### SOURCE PASSAGE
But if you come across the word in an old document it may well have referred to a gift made to the parish priest on the death of a parishioner - usually the second best animal. (The first animal had often gone to the Lord of the Manor as a heriot and the mortuary often wasn't made because there was no second animal!)
Monday, 31 August 2009
Misprision
Misprision is the neglect or wrongful execution of official duties or the concealment of another's crime.
Negative misprision is the concealment of treason or felony. By the common law of England it was the duty of every liege subject to inform the king's justices and other officers of the law of all treasons and felonies of which the informant had knowledge, and to bring the offender to justice by arrest.
Positive misprision is the doing of something which ought not to be done; or the commission of a serious offence falling short of treason or felony, in other words of a misdemeanour of a public character (e.g. maladministration of high officials, contempt of the sovereign or magistrates, &c.). To endeavour to dissuade a witness from giving evidence or to advise a prisoner to stand mute, used to be described as misprisions.
Under an Act of Parliament of 1534, misprision was the crime of refusing to swear an oath acknowledging the King as head of the church.
Sunday, 30 August 2009
Exiguous
Exiguous means meagre, extremely scanty, or very small. It is pronounced Ex-IDG-u-us
"She saw the remains of the two women's exiguous meal."
Saturday, 29 August 2009
Atavistic
The term atavism (derived from the Latin atavus, a great-grandfather's grandfather; more generally, an ancestor) denotes the tendency to revert to ancestral type. An atavism is an evolutionary throwback, such as traits reappearing which had disappeared generations ago.
Atavistic is the adjective from the noun atavism and is more commonly used. It refers to something being a throw-back to earlier times; to remote ancestry or to a primitive nature.
"The noise she made as she threw herself on the bed was atavistic."
Friday, 28 August 2009
Kercher
A kercher or kerchief was the name given in days gone by to a large square scarf worn over the head, with or without a hat underneath it. It probably came from the French couvre-chef. Although the word has now generally gone from the English language a relic survives in the name handkerchief - a small square piece of cloth used for wiping the eyes or nose or as a costume accessory.
Ion Andreescu - Peasant Woman with Green Kerchief
Thursday, 27 August 2009
Hutch
Nowadays when we talk of a hutch we tend to think of a wooden box with a wire mesh front used as a cage for rabbits.
However, at one time, a hutch was any sort of large wooden box with a lid, for storing clothes or anything at all.

### WHAT NEEDS TO BE DONE
Reproduce the section of the glossary text that begins with the words "Atavistic is the" and ends with "a primitive nature.". Rely only on the glossary text.

[Stored data entries]
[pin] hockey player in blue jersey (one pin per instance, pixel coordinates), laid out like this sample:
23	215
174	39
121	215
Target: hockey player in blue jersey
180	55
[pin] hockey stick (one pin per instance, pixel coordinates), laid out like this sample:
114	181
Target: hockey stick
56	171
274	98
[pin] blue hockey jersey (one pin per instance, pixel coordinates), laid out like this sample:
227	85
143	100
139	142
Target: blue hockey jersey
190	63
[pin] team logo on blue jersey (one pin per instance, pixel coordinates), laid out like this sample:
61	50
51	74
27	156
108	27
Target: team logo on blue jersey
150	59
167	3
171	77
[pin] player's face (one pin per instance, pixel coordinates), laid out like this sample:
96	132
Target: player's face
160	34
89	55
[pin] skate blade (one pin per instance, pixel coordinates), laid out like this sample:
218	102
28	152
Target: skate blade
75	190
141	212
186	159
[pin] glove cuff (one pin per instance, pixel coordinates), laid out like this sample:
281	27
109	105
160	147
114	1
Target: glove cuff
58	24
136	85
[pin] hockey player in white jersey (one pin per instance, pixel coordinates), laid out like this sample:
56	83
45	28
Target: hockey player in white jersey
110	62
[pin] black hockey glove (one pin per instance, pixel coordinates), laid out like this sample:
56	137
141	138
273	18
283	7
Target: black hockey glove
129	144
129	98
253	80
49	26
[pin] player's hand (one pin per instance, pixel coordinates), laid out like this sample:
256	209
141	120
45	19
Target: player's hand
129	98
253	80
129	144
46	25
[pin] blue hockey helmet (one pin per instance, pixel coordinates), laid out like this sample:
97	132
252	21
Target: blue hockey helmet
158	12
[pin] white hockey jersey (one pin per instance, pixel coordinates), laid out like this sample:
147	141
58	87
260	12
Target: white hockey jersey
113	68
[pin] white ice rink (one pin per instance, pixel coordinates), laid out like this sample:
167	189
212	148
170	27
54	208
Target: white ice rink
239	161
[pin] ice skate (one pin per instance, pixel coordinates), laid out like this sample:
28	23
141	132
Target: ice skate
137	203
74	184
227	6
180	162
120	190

### REPLY
Atavistic is the adjective from the noun atavism and is more commonly used. It refers to something being a throw-back to earlier times; to remote ancestry or to a primitive nature.